## Requirement
In full and without alteration, repeat the material.

----- Material

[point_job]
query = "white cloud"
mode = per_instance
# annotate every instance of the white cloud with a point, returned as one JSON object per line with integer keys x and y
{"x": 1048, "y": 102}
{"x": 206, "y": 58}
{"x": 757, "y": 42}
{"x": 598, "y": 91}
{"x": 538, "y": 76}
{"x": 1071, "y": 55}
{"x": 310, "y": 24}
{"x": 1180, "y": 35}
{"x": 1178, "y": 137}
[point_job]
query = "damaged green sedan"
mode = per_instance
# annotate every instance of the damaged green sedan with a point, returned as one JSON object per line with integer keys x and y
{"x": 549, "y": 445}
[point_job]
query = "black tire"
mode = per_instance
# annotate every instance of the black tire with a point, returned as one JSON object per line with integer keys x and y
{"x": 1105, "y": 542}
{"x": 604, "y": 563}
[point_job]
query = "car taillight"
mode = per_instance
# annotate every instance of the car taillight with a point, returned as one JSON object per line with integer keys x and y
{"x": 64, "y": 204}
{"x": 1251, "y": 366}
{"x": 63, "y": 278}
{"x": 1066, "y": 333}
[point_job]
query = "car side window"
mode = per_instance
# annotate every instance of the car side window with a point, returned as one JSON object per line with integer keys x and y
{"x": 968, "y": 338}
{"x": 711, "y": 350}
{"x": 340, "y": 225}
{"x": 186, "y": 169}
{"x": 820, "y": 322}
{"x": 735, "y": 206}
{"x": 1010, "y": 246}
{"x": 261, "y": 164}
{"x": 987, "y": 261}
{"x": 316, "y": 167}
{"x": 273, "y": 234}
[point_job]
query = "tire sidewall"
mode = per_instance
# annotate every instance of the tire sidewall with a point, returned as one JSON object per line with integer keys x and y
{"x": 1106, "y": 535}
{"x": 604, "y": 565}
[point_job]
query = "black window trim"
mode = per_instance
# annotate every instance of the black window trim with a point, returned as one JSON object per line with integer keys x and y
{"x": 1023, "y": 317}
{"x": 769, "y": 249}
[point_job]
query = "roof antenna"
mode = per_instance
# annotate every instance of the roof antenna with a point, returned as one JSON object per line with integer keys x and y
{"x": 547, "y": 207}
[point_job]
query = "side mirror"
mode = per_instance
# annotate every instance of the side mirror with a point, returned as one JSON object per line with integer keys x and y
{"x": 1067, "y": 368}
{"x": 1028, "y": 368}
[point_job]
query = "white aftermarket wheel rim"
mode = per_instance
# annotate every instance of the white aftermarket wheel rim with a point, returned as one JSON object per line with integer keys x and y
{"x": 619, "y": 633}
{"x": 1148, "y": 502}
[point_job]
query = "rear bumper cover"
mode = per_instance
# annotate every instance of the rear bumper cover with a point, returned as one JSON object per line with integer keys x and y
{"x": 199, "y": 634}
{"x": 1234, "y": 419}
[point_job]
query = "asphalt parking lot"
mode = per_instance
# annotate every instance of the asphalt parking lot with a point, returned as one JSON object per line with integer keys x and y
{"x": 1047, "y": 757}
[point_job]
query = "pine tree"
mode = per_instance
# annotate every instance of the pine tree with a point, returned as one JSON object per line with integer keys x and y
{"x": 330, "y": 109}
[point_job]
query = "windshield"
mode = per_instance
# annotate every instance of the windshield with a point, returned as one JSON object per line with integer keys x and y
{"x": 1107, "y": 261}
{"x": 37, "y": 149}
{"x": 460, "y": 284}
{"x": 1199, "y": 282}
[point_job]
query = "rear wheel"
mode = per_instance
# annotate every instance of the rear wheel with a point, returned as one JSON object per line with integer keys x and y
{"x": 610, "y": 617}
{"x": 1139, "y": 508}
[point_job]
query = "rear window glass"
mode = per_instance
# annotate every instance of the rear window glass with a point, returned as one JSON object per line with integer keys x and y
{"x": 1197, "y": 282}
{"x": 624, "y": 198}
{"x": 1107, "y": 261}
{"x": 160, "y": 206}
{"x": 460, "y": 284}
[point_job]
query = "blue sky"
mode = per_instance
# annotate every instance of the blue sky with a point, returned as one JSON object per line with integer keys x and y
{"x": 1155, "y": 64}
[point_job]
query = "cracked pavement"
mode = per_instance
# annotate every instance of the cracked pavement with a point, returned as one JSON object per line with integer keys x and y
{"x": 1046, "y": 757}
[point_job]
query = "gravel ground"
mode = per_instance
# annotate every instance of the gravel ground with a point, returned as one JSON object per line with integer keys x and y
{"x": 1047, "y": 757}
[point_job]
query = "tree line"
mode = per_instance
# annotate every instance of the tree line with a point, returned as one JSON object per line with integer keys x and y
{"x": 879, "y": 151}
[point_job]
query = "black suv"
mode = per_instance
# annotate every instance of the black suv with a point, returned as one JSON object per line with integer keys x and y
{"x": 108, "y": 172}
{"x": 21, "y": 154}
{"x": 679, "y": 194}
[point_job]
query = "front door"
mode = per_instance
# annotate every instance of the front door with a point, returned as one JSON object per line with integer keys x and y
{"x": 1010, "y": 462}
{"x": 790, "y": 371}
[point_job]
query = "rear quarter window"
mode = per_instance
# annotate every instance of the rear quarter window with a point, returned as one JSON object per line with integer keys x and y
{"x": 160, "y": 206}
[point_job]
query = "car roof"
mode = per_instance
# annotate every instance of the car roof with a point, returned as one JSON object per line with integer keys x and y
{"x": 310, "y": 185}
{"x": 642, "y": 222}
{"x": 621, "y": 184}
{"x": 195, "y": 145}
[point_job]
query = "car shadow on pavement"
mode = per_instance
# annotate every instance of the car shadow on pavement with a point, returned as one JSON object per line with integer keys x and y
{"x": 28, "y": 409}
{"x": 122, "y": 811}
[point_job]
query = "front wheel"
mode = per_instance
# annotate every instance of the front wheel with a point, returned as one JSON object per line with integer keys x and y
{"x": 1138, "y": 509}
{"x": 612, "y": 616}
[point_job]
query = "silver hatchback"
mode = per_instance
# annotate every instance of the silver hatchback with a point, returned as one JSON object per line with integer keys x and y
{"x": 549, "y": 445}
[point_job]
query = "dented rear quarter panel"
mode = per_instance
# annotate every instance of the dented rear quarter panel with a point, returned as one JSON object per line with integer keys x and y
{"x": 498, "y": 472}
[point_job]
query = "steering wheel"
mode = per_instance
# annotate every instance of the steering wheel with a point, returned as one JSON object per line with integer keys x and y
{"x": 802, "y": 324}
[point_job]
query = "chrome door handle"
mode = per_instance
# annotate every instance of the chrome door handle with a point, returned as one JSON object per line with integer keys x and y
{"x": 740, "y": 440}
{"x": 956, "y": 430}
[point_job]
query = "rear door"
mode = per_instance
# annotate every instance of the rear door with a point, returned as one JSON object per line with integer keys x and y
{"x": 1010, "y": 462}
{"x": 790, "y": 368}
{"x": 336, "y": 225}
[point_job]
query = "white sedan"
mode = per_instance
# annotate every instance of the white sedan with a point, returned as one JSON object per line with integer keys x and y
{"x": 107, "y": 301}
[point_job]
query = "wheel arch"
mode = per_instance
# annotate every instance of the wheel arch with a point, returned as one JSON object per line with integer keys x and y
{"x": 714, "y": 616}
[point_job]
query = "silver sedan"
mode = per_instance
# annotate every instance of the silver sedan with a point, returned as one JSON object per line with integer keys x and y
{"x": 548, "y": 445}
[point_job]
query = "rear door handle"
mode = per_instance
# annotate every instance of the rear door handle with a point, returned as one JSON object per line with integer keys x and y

----------

## Output
[point_job]
query = "white cloud"
mode = per_instance
# annotate every instance of the white cloud with a point, returned as one JSON object per line with integer keys x and y
{"x": 1048, "y": 102}
{"x": 206, "y": 58}
{"x": 757, "y": 42}
{"x": 598, "y": 91}
{"x": 538, "y": 76}
{"x": 1071, "y": 55}
{"x": 310, "y": 24}
{"x": 1180, "y": 35}
{"x": 1178, "y": 137}
[point_job]
query = "damaged green sedan"
mode = per_instance
# annotate every instance of the damaged green sedan with a point, returned as one JSON object per line with integer keys x and y
{"x": 549, "y": 445}
[point_job]
query = "black tire"
mode = per_instance
# annotate every instance of the black tire with a point, returned as one JSON object per line with integer keys x and y
{"x": 1105, "y": 542}
{"x": 604, "y": 563}
[point_job]
query = "car taillight"
mode = per_instance
# annotate every instance of the car taillight with a point, returned as one JSON object per line with integer keys x and y
{"x": 64, "y": 204}
{"x": 1251, "y": 366}
{"x": 63, "y": 278}
{"x": 1066, "y": 333}
[point_job]
query = "car side window"
mode = per_instance
# annotate every instance of the car side window with a point, returned as one JSON object per line with integer keys x and y
{"x": 968, "y": 338}
{"x": 711, "y": 350}
{"x": 340, "y": 225}
{"x": 186, "y": 169}
{"x": 820, "y": 322}
{"x": 735, "y": 206}
{"x": 1010, "y": 246}
{"x": 261, "y": 164}
{"x": 987, "y": 261}
{"x": 316, "y": 167}
{"x": 273, "y": 234}
[point_job]
query = "tire sidewall"
mode = per_instance
# annotate every instance of the tire sidewall with a point, returned as one JSON object per line with integer keys x and y
{"x": 1106, "y": 535}
{"x": 604, "y": 565}
[point_job]
query = "black window trim"
mode = per_instance
# annotate every instance of the black window trim with a point, returned as one JSON object per line with integer keys x and y
{"x": 1023, "y": 317}
{"x": 769, "y": 249}
[point_job]
query = "roof antenna"
mode = per_instance
# annotate every instance of the roof antenna with a point, returned as one JSON object per line with integer keys x and y
{"x": 547, "y": 207}
[point_job]
query = "side mirror"
mode = per_instance
# annotate every instance of the side mirror with a point, returned as one JSON object per line with integer keys x and y
{"x": 1067, "y": 368}
{"x": 1028, "y": 368}
[point_job]
query = "white aftermarket wheel rim"
mode = per_instance
# annotate every instance of the white aftermarket wheel rim with a point, returned as one JSON object per line with integer keys x and y
{"x": 619, "y": 633}
{"x": 1148, "y": 502}
[point_job]
query = "rear bumper cover"
mode = per_instance
# annotate every instance of the rear bumper cover with a point, returned as one JSON object per line with integer keys x and y
{"x": 199, "y": 634}
{"x": 1234, "y": 419}
[point_job]
query = "asphalt parking lot"
mode = per_instance
# annotate every instance of the asphalt parking lot with a point, returned as one JSON object per line with integer keys x and y
{"x": 1047, "y": 757}
[point_job]
query = "pine tree"
mode = per_instance
# annotate every instance of the pine tree with a point, returned as one JSON object per line with integer keys x and y
{"x": 330, "y": 109}
[point_job]
query = "windshield"
mode = per_instance
# annotate every instance of the windshield with a point, returned as one JSON object per line with integer keys x and y
{"x": 1107, "y": 261}
{"x": 37, "y": 149}
{"x": 460, "y": 284}
{"x": 1199, "y": 282}
[point_job]
query = "rear wheel"
mode = per_instance
# annotate every instance of the rear wheel with a point, returned as one JSON object per line with integer keys x and y
{"x": 610, "y": 617}
{"x": 1139, "y": 508}
[point_job]
query = "rear window glass"
mode = per_instance
# annotate every instance of the rear window glass with a point, returned as one JSON object per line with integer keys x and y
{"x": 1197, "y": 282}
{"x": 624, "y": 198}
{"x": 1107, "y": 261}
{"x": 160, "y": 206}
{"x": 460, "y": 284}
[point_job]
query = "blue sky"
mode = per_instance
# annotate every instance of the blue sky with a point, returned as one JSON object per line with integer keys x and y
{"x": 1155, "y": 64}
[point_job]
query = "cracked pavement"
mode = per_instance
# annotate every instance of the cracked pavement with a point, returned as one JSON object per line with integer keys x and y
{"x": 1046, "y": 757}
[point_job]
query = "gravel ground"
mode = per_instance
# annotate every instance of the gravel ground with a point, returned as one JSON object per line with integer keys x and y
{"x": 1047, "y": 757}
[point_job]
query = "tree line"
mode = per_instance
# annotate every instance of the tree line with a point, returned as one JSON object per line with integer keys x and y
{"x": 879, "y": 151}
[point_job]
query = "black suv"
mode = per_instance
# annotate every instance of the black suv with a point, returned as one JSON object per line with integer keys x and y
{"x": 108, "y": 172}
{"x": 21, "y": 154}
{"x": 679, "y": 194}
[point_job]
query = "front door"
mode = per_instance
# annotate every instance of the front door with a point, returned as one JSON object per line with integer keys x and y
{"x": 1010, "y": 462}
{"x": 790, "y": 371}
[point_job]
query = "rear quarter window"
mode = per_instance
# annotate every instance of the rear quarter window with a point, returned as one JSON object per line with integer keys x and y
{"x": 160, "y": 206}
[point_job]
query = "car roof"
mode = per_instance
# annotate every instance of the car roof with a point, returned as one JSON object per line with integer keys x and y
{"x": 310, "y": 185}
{"x": 642, "y": 222}
{"x": 621, "y": 184}
{"x": 195, "y": 145}
[point_job]
query = "car shadow on pavement"
mode = per_instance
# annotate every instance of the car shadow on pavement with a point, returned as one JSON object per line with integer keys x and y
{"x": 28, "y": 409}
{"x": 122, "y": 811}
[point_job]
query = "front wheel"
mode = per_instance
# annotate every instance of the front wheel with a point, returned as one JSON object per line with integer keys x and y
{"x": 1138, "y": 509}
{"x": 612, "y": 616}
[point_job]
query = "silver hatchback"
mode = per_instance
# annotate every instance of the silver hatchback with a point, returned as one JSON object per line with integer keys x and y
{"x": 549, "y": 445}
[point_job]
query = "dented rear quarter panel"
mode = per_instance
# annotate every instance of the dented rear quarter panel with a point, returned as one JSON object per line with integer keys x and y
{"x": 498, "y": 472}
[point_job]
query = "steering wheel"
mode = per_instance
# annotate every instance of the steering wheel with a point, returned as one JSON object per line with integer keys x and y
{"x": 802, "y": 324}
[point_job]
query = "chrome door handle"
mode = per_instance
# annotate every instance of the chrome door handle with a point, returned as one JSON object per line with integer keys x and y
{"x": 740, "y": 440}
{"x": 956, "y": 430}
[point_job]
query = "rear door"
mode = per_instance
# annotate every instance of the rear door with a point, returned as one JSON object per line with integer keys x and y
{"x": 1010, "y": 462}
{"x": 790, "y": 368}
{"x": 336, "y": 225}
[point_job]
query = "white sedan"
mode = per_instance
# annotate every instance of the white sedan with a point, returned as one JSON object per line with integer keys x and y
{"x": 107, "y": 301}
[point_job]
query = "wheel arch"
mode = per_instance
# annotate every instance of the wheel arch with a point, returned as one JSON object per line with integer keys x and y
{"x": 714, "y": 616}
[point_job]
query = "silver sedan"
mode = per_instance
# annotate every instance of the silver sedan with a point, returned as one JSON object per line with integer keys x and y
{"x": 548, "y": 445}
[point_job]
query = "rear door handle"
mode = per_instance
# annotate every instance of the rear door handle with a point, returned as one JSON object per line with integer keys x and y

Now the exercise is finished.